WHAT NEEDS TO BE DONE. Your task is to quote the material that follows, in full and exactly.

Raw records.
········
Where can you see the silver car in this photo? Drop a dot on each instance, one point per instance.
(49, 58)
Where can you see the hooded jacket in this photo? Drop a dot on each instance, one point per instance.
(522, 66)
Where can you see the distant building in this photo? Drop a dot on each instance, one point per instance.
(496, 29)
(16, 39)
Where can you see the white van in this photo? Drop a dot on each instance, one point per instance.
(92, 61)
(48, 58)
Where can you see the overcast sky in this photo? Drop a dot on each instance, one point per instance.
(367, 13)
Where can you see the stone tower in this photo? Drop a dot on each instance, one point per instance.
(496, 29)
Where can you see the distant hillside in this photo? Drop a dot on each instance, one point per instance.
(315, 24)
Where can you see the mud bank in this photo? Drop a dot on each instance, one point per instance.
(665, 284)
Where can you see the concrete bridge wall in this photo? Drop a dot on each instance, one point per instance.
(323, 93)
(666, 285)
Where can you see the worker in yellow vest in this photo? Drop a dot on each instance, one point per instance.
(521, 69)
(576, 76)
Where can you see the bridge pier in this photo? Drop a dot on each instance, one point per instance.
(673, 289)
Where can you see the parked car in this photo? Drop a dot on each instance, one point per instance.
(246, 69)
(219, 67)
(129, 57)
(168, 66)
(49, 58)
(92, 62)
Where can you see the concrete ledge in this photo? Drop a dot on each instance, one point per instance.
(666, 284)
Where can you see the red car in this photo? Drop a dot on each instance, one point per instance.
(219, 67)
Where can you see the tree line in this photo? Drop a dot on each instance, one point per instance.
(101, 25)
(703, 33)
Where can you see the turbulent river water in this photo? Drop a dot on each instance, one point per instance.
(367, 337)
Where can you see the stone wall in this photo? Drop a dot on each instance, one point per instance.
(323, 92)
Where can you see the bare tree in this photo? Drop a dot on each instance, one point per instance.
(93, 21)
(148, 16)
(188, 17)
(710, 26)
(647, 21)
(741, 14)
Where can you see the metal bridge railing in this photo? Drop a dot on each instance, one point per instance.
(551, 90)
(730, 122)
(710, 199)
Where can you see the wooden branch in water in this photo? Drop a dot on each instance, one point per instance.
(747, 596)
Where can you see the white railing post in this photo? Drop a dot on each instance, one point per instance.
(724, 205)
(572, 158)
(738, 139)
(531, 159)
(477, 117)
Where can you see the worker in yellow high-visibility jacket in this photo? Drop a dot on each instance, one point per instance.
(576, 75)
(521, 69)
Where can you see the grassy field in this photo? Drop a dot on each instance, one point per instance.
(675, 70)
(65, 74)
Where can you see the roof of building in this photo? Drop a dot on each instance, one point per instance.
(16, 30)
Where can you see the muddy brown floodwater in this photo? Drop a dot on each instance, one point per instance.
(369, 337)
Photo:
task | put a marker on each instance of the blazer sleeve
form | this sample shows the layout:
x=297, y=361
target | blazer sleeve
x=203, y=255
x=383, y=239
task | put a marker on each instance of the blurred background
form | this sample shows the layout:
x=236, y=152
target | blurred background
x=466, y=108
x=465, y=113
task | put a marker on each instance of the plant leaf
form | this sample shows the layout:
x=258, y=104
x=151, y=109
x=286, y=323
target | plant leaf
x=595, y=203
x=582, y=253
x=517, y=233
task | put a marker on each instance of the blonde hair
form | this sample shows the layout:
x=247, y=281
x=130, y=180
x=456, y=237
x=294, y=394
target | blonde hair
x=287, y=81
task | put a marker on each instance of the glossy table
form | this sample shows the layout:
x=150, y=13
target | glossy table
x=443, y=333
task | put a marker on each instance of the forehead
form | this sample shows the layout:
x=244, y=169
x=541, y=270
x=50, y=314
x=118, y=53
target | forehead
········
EXERCISE RESPONSE.
Where can you see the silver car in this photo? Drop a dot on each instance, one point per instance.
(49, 58)
Where can you see the hooded jacket in this photo? Drop a dot on each instance, one point per instance.
(522, 66)
Where can you see the distant building in this photo? Drop a dot on each instance, one point per instance.
(496, 29)
(16, 39)
Where can you see the white van in this photo? Drop a dot on each instance, one point per instance.
(92, 61)
(48, 58)
Where can you see the overcast sky in this photo? Drop a dot on each instance, one point per instance.
(367, 13)
Where can you see the stone tower in this photo? Drop a dot on each instance, one point per instance.
(496, 29)
Where can you see the distant hillside in this photo? Drop a dot on each instance, one point per instance.
(315, 24)
Where can you see the mud bank in this photo? Drop a dot on each instance, one point per instance.
(665, 284)
Where can you see the concrete bridge wall in this photo? Drop a dot on each instance, one point per instance.
(323, 93)
(666, 285)
Where can you see the worker in yellow vest in this photo? Drop a dot on each instance, one point per instance.
(521, 69)
(576, 76)
Where can you see the bridge pier in this photo? Drop a dot on each instance, one point per instance.
(673, 289)
Where can you see the parked car in this photo? Drop a dot on each instance, one point per instance.
(246, 69)
(219, 67)
(129, 57)
(168, 66)
(49, 58)
(92, 62)
Where can you see the concrete ledge in this photo? Drop a dot on each instance, one point per instance.
(666, 284)
Where can you see the red car in this photo? Drop a dot on each instance, one point per instance.
(219, 67)
Where can you see the tree line in this photo? Drop a dot on each instance, one point per instance.
(101, 25)
(703, 33)
Where can you see the turbulent river water in this photo? Drop a dot on each instance, one point per instance.
(367, 337)
Where can you see the stone wall in this photo? Drop a dot on each instance, one point per instance.
(323, 92)
Where can you see the bare tree in this photo? Drop a dot on each instance, one point per instance.
(93, 21)
(148, 16)
(188, 17)
(710, 26)
(647, 21)
(741, 14)
Where can you see the metal bridge railing in this photo? Drop a dot on each instance, one point per instance.
(551, 90)
(730, 122)
(710, 199)
Where can you see the wooden branch in water in this photo? Drop a dot on each instance, one point per instance.
(747, 596)
Where can you see the white railing post in this photo? Drop a dot on each instance, one point per instance.
(724, 205)
(572, 158)
(738, 139)
(531, 159)
(477, 117)
Where can you see the worker in yellow high-visibility jacket in this photo? Drop a dot on each instance, one point per instance.
(576, 75)
(521, 69)
Where can you see the grassy field in this photo? Drop a dot on each instance, one point per instance.
(675, 70)
(65, 74)
Where can you see the roof of building in this photo? Drop a dot on each instance, one point per instance.
(16, 30)
Where can you see the muddy brown floodwater in this photo? Drop a dot on each instance, one point per instance.
(369, 337)
Photo:
task | put a marker on each instance of the blazer sleeve
form | this sample shows the layout:
x=297, y=361
target | blazer sleeve
x=203, y=255
x=383, y=239
task | put a marker on each instance of the blurred background
form | this sample shows the layout:
x=236, y=152
target | blurred background
x=466, y=108
x=465, y=113
task | put a marker on each instance of the plant leaf
form | this sample shows the layout:
x=258, y=104
x=151, y=109
x=286, y=323
target | plant leaf
x=595, y=203
x=582, y=253
x=517, y=233
task | put a marker on each instance of the blonde hair
form | this sample shows the layout:
x=247, y=281
x=130, y=180
x=456, y=237
x=294, y=394
target | blonde hair
x=287, y=81
task | put a marker on each instance of the glossy table
form | this sample shows the layout:
x=150, y=13
target | glossy table
x=443, y=333
task | put a marker on each instance of the forehead
form | this sample shows the layout:
x=244, y=169
x=541, y=270
x=50, y=314
x=118, y=53
target | forehead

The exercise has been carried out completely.